Dataset records ::

________________________________________

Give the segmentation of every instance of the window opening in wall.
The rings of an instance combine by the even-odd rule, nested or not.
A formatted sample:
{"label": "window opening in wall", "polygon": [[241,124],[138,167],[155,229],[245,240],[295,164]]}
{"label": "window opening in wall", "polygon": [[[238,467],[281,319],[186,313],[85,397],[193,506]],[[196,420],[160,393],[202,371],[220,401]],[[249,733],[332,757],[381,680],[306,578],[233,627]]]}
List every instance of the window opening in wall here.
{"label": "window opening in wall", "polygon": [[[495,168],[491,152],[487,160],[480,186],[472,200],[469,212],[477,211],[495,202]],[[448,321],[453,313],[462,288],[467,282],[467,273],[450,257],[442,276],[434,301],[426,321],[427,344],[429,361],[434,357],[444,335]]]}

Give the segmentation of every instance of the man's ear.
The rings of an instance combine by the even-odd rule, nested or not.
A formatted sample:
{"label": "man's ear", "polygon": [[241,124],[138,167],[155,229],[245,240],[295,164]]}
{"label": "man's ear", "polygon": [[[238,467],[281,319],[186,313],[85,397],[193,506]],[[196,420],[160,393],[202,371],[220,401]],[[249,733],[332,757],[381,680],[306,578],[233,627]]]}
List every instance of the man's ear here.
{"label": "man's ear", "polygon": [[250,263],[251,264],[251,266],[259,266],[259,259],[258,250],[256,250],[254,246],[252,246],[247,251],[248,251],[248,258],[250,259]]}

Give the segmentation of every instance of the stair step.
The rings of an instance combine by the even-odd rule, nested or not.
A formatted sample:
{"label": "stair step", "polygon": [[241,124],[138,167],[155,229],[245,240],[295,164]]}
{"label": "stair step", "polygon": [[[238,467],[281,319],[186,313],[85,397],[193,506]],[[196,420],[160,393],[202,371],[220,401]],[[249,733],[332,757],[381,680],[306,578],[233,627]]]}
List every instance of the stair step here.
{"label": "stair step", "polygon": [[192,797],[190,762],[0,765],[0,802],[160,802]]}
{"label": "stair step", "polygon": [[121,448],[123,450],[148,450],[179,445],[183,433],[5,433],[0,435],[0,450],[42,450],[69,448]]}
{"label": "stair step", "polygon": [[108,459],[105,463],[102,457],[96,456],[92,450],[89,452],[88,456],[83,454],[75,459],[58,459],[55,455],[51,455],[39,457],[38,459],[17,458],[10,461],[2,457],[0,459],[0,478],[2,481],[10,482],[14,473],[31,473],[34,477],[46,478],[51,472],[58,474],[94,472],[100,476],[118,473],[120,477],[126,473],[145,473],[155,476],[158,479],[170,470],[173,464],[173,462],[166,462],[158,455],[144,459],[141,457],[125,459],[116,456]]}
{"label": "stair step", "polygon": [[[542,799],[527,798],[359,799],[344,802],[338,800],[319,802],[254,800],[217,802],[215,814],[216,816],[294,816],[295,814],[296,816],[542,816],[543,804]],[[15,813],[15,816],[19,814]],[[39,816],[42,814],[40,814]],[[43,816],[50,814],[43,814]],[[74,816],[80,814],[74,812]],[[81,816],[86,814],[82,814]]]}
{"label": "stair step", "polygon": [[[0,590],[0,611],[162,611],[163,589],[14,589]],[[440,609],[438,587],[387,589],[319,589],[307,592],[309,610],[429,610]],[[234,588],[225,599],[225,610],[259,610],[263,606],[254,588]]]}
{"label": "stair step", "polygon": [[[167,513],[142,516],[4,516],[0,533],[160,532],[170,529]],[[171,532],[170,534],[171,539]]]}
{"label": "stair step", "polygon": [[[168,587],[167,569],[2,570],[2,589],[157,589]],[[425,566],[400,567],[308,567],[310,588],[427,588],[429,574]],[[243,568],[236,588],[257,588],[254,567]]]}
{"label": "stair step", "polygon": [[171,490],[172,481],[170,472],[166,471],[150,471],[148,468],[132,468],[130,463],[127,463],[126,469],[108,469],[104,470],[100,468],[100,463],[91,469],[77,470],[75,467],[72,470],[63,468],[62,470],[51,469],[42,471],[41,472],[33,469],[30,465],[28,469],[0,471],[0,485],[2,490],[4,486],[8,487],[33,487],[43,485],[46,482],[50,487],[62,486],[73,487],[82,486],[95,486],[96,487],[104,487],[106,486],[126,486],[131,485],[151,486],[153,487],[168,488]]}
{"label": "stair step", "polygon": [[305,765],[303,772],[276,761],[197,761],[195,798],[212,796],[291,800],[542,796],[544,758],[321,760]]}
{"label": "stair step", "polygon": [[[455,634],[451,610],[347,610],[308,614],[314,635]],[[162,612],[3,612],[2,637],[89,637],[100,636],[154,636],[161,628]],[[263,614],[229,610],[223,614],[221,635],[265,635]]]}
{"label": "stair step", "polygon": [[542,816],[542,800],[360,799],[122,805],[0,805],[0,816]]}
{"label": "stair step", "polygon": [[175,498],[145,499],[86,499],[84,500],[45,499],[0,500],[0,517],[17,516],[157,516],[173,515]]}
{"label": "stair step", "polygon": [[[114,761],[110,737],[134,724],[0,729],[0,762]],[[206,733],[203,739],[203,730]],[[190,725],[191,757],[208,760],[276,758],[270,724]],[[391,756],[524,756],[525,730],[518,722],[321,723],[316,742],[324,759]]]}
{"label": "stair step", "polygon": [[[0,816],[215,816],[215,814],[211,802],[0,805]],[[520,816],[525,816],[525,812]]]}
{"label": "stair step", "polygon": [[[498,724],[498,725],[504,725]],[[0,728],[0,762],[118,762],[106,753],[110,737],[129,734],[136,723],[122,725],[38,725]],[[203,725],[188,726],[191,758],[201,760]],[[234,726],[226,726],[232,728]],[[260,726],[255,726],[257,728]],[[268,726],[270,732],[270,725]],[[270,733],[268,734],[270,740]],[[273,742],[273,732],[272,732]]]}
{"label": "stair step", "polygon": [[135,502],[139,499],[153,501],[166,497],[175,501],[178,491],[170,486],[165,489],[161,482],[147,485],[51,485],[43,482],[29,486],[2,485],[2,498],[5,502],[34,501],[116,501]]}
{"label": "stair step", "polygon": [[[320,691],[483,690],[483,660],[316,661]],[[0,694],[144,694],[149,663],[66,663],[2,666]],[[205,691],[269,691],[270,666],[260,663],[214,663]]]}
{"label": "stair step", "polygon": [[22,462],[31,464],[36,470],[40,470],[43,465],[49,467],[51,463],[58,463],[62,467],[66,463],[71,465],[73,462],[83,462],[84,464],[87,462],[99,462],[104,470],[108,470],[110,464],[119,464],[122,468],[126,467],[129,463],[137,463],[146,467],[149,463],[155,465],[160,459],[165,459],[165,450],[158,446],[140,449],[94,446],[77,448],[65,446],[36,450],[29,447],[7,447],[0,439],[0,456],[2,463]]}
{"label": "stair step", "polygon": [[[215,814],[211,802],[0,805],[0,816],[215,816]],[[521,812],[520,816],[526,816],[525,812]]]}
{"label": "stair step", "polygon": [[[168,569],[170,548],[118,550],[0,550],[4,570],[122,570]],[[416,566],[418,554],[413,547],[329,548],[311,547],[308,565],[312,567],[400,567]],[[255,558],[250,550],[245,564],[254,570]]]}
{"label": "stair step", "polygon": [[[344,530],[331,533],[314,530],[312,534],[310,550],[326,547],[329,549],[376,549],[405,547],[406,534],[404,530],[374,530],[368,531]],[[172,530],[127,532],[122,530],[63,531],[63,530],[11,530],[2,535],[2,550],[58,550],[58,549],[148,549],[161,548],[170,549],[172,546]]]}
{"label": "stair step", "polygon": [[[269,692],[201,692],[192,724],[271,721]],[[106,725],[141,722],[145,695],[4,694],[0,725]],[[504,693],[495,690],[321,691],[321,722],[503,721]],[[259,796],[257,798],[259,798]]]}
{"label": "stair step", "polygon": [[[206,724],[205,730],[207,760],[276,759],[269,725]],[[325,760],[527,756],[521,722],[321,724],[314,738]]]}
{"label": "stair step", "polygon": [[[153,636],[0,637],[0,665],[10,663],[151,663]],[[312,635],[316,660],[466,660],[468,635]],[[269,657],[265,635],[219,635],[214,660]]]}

________________________________________

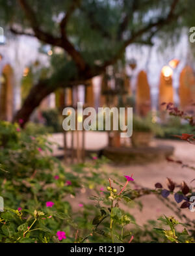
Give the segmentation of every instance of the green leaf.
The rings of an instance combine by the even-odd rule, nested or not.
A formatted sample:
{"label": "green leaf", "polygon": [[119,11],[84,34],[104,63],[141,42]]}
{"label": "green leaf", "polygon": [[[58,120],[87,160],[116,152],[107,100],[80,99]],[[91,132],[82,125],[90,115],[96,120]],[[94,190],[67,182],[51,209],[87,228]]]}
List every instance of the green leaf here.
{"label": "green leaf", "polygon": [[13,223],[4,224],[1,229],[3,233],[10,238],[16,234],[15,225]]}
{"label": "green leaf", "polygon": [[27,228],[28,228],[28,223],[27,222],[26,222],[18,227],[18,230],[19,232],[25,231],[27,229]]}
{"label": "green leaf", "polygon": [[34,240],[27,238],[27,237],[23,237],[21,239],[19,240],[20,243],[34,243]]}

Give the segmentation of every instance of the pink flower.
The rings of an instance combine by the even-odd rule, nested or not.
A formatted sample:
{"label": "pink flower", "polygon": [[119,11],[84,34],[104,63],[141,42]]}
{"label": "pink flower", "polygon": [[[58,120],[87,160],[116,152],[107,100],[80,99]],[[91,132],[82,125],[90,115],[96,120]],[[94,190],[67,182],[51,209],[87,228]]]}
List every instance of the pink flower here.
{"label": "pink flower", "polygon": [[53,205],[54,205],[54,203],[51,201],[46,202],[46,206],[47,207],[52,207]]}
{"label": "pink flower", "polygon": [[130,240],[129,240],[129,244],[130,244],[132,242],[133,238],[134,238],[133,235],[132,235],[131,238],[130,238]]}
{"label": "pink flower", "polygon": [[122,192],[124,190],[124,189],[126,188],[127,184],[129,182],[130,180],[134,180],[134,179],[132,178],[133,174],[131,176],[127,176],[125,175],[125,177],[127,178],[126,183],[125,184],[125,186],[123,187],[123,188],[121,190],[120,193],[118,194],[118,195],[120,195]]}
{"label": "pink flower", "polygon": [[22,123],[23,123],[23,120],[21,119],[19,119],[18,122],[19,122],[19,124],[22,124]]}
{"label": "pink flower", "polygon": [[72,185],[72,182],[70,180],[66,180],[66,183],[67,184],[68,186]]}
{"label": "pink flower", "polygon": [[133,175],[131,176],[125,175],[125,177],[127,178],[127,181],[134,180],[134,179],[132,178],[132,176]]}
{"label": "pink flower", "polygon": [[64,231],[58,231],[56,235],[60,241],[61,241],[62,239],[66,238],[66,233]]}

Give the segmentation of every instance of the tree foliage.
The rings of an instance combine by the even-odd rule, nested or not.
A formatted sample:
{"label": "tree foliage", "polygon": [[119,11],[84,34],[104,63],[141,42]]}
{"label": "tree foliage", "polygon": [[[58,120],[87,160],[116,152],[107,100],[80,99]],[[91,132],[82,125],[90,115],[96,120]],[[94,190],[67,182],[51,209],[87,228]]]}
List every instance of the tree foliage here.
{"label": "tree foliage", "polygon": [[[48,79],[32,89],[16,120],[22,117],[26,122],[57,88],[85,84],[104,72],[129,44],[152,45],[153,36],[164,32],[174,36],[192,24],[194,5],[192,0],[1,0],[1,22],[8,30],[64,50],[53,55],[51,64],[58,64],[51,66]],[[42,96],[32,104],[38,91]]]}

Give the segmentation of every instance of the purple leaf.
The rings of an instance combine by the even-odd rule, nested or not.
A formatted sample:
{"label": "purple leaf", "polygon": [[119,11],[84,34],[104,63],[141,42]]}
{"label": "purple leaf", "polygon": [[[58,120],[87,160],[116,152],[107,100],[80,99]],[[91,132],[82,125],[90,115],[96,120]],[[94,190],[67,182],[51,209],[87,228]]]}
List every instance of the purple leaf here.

________________________________________

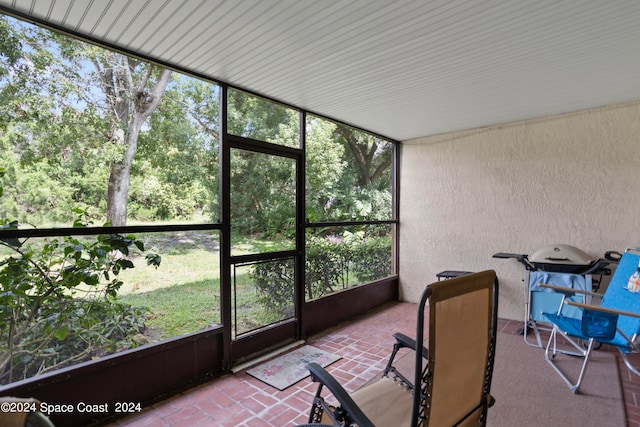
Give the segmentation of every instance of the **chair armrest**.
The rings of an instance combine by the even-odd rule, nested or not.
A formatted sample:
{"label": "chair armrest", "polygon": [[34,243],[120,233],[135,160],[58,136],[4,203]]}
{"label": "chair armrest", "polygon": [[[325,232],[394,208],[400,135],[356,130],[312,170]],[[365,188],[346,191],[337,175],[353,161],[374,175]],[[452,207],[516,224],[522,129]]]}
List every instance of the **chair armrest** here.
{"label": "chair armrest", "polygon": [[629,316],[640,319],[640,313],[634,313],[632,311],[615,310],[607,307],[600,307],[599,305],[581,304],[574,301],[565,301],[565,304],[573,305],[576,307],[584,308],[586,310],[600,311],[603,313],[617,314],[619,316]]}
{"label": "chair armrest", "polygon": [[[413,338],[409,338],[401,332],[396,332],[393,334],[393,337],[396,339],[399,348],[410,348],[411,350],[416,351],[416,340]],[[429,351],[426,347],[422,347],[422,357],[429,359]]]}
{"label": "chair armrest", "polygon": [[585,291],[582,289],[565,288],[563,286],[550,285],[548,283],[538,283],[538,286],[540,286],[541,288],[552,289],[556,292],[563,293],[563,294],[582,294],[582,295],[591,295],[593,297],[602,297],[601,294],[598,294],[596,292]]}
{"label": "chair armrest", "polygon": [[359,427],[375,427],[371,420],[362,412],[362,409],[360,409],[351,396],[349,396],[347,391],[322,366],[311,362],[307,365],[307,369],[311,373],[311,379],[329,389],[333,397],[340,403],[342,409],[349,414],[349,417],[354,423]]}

________________________________________

Your instructions :: Find each line in the material above that contains the word "foliage" and copy those lines in full.

The solution ::
Give the segmentation of every instance of the tree foliage.
{"label": "tree foliage", "polygon": [[119,11],[84,34],[104,63],[141,42]]}
{"label": "tree foliage", "polygon": [[[58,120],[87,160],[116,152],[107,100],[80,99]],[[91,132],[82,125],[90,115],[96,120]],[[94,190],[67,182],[51,209],[87,228]]]}
List every instance of the tree foliage here.
{"label": "tree foliage", "polygon": [[[48,79],[32,89],[16,120],[22,117],[26,122],[57,88],[85,84],[104,72],[129,44],[152,45],[153,36],[164,32],[174,36],[192,24],[194,5],[192,0],[1,0],[1,22],[8,30],[64,50],[53,55],[51,64],[58,64],[51,66]],[[42,96],[32,104],[38,91]]]}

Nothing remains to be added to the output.